### Work instructions
Pick out each line in these entries that contains the string "sitting".
Start of Data extract
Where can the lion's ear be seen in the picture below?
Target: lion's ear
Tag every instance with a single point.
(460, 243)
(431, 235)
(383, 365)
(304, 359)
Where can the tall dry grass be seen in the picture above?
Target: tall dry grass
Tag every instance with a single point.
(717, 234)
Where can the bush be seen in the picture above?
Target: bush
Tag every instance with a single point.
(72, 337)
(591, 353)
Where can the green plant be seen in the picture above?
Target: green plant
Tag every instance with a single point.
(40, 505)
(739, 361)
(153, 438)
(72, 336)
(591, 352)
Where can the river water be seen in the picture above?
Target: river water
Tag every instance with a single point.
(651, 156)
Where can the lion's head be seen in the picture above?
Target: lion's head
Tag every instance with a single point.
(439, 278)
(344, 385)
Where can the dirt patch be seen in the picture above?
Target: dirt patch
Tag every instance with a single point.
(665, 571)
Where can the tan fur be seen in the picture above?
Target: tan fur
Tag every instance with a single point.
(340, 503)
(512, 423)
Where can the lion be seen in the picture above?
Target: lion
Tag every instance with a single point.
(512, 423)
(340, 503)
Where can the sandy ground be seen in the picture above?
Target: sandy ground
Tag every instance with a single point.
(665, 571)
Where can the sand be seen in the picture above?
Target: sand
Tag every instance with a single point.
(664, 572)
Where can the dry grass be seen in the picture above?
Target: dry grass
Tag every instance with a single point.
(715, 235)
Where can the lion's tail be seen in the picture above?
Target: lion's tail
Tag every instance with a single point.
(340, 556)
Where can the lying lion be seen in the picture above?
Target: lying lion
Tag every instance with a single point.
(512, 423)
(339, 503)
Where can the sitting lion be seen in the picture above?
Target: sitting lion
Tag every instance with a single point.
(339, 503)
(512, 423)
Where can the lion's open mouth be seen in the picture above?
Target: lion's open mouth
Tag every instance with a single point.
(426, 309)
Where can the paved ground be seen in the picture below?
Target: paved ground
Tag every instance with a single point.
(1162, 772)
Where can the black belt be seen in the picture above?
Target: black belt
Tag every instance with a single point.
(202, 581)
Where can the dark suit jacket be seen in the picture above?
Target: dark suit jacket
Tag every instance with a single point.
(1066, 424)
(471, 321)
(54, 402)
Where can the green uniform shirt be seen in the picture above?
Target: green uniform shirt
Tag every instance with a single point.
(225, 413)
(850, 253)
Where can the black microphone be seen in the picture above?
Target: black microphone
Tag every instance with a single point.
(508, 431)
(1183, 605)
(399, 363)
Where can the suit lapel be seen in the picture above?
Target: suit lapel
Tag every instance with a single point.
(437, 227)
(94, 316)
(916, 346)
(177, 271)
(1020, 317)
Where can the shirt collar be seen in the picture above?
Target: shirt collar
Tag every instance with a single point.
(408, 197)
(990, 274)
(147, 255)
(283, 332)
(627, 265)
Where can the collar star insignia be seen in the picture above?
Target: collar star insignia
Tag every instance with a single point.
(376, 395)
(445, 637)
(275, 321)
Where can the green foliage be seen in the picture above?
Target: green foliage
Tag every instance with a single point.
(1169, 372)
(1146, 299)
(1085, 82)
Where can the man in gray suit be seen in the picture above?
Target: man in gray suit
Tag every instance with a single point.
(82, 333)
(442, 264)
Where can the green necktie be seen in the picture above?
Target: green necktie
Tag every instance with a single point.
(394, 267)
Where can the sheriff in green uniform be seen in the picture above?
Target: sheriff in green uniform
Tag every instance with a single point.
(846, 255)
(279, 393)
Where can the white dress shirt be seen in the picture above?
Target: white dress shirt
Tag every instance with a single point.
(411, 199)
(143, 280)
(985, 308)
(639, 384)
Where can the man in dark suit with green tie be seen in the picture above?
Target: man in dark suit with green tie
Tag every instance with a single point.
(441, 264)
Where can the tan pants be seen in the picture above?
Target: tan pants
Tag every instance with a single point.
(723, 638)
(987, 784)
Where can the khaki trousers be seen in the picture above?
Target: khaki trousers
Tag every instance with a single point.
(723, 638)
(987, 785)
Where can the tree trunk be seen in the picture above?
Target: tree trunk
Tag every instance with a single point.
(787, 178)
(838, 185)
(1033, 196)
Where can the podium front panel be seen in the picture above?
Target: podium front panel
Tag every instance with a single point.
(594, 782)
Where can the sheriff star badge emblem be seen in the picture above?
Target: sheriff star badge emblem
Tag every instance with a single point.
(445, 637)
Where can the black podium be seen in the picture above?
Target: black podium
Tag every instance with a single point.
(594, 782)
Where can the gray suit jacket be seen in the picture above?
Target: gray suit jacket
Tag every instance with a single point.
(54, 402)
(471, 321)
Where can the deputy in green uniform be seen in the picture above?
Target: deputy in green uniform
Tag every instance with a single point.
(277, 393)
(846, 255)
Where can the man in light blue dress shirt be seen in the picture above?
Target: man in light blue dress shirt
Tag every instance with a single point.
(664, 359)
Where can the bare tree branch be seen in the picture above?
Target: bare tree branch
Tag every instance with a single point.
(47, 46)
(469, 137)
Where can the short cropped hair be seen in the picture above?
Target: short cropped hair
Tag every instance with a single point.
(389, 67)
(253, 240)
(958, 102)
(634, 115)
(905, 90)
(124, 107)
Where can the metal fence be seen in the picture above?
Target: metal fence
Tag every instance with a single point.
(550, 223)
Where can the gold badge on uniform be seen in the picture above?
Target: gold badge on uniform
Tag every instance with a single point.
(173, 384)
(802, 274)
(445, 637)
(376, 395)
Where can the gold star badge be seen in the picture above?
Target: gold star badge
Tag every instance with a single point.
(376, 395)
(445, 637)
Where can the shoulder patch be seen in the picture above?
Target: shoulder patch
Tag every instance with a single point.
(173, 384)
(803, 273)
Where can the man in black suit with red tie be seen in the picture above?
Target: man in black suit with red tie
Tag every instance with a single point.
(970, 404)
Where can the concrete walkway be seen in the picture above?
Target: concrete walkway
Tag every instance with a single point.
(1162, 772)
End of Data extract
### Written solution
Where can the sitting lion be seen in the picture above?
Target: sitting lion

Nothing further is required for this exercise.